──────── Records for the exercise

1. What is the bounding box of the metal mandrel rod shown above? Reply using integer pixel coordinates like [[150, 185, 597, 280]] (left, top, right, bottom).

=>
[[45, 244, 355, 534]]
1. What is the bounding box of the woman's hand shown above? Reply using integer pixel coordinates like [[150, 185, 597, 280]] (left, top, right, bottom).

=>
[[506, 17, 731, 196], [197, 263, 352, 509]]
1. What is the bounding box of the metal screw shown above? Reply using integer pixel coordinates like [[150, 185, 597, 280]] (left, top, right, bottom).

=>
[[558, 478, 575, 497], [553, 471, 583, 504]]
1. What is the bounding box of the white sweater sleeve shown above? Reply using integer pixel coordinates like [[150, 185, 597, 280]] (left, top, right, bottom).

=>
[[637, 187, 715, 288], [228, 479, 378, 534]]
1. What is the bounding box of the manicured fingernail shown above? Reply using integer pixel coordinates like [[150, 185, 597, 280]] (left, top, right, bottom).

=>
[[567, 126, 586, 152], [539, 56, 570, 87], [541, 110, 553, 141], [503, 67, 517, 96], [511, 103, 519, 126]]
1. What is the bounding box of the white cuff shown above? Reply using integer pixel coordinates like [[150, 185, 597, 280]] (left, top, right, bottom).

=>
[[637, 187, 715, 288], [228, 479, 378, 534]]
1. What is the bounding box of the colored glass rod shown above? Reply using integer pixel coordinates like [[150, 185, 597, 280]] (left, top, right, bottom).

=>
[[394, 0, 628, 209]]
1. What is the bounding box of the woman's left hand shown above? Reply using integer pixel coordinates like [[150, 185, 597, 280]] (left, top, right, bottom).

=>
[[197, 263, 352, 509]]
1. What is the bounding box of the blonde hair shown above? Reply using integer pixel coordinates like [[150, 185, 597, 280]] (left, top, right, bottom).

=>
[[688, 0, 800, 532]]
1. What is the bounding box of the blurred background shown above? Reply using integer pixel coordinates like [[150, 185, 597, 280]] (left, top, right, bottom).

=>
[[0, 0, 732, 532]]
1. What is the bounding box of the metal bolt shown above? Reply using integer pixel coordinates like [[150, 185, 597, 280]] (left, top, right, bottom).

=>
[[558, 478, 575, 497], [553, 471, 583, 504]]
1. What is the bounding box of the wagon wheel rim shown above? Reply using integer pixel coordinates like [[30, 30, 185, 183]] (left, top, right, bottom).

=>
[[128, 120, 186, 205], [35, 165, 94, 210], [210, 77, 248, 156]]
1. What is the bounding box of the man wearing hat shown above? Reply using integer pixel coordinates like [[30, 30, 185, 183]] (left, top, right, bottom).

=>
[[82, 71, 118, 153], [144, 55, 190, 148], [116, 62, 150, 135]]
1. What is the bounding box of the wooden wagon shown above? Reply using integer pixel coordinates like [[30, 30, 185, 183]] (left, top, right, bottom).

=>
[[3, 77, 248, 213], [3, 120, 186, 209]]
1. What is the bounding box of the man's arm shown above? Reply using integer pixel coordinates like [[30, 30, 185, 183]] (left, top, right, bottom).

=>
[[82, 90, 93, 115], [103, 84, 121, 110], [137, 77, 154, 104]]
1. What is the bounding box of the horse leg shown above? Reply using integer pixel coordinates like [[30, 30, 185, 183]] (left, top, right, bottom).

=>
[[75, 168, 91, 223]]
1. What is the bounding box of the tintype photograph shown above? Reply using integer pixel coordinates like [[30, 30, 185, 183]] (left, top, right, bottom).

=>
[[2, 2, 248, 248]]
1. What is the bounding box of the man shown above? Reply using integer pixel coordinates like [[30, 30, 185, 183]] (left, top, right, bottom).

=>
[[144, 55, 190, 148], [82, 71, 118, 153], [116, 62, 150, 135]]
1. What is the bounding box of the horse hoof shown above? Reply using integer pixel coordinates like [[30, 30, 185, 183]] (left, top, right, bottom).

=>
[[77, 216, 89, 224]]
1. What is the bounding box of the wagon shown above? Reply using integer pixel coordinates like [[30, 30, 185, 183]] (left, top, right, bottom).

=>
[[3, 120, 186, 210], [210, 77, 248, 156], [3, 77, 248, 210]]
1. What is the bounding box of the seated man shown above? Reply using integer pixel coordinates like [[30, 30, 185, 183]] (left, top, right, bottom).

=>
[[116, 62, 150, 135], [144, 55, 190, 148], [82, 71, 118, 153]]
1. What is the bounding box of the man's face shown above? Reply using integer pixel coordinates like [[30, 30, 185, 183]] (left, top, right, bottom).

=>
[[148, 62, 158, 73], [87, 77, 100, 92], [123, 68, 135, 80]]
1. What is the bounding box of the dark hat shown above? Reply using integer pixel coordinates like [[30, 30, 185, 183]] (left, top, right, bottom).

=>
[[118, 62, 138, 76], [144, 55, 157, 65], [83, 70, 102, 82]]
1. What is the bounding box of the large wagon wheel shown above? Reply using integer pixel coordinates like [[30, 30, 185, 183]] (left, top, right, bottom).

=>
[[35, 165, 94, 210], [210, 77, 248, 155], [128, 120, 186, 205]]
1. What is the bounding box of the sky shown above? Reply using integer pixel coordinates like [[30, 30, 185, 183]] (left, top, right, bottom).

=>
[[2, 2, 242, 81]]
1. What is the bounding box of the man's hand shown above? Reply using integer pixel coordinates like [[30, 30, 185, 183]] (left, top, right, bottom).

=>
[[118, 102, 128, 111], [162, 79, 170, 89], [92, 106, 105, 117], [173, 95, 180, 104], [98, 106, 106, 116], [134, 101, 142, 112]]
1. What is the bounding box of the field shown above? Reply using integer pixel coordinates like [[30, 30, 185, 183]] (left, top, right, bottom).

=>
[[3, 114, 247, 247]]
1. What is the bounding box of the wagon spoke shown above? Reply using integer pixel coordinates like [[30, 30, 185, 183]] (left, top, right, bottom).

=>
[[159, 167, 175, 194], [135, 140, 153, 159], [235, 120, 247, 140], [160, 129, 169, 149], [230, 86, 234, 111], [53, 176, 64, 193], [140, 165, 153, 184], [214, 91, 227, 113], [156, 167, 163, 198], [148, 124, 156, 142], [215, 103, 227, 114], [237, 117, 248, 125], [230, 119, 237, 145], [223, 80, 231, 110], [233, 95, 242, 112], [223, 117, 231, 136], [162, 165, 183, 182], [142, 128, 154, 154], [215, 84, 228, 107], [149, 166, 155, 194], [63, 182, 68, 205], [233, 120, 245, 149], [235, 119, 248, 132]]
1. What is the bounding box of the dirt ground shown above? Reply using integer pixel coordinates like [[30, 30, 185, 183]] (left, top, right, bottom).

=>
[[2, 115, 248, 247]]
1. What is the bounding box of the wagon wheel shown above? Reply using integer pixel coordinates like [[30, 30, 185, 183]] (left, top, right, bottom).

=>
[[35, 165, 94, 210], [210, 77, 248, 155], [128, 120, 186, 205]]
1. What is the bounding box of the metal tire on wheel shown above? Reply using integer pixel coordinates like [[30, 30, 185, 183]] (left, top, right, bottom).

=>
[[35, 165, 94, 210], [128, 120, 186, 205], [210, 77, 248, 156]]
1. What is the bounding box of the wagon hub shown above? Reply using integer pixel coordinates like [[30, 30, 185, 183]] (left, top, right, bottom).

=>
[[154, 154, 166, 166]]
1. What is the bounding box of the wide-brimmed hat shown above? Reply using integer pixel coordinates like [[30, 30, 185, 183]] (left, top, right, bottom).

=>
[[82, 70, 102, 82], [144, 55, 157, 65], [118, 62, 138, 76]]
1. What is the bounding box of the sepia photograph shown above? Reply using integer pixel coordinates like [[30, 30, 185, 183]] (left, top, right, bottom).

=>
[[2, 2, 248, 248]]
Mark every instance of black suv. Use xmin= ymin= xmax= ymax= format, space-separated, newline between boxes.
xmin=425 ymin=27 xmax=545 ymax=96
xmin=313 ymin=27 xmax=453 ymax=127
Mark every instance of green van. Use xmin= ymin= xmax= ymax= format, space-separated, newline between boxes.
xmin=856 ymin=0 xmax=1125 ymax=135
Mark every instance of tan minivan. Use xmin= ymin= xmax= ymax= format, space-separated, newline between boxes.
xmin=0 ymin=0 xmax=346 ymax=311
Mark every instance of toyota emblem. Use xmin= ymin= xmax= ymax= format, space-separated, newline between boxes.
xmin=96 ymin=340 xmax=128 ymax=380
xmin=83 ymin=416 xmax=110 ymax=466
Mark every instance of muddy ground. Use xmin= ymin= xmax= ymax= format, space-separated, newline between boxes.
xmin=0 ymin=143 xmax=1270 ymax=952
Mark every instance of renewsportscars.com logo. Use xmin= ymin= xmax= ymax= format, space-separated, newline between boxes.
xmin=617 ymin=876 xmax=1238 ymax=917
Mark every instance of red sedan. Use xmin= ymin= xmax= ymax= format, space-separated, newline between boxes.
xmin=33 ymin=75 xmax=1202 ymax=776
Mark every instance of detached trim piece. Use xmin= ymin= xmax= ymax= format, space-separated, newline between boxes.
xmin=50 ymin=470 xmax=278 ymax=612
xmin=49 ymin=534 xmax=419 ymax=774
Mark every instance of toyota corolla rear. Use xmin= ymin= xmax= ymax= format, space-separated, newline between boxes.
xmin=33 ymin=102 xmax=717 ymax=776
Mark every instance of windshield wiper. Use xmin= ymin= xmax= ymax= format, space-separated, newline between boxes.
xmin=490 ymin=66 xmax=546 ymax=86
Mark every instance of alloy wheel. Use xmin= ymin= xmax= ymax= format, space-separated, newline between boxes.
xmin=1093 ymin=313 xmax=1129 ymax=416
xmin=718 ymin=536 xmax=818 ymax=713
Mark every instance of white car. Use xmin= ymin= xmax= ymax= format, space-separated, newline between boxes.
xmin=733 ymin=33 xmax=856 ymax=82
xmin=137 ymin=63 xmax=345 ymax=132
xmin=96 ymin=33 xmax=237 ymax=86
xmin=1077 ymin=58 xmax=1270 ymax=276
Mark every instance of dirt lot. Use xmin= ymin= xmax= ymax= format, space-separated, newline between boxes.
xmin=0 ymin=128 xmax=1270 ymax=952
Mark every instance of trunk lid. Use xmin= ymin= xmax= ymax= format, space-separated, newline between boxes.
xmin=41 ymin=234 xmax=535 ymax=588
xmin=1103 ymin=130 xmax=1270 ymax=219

────────────────

Set exercise
Please transcribe everything from the line containing "1. What is the bounding box of the sky" down to the line containing "[[2, 2, 242, 81]]", with both of those lines included.

Worked solution
1. What is the bounding box of the sky shown above? Reply using integer pixel coordinates like [[30, 30, 185, 183]] (left, top, right, bottom).

=>
[[2, 2, 242, 81]]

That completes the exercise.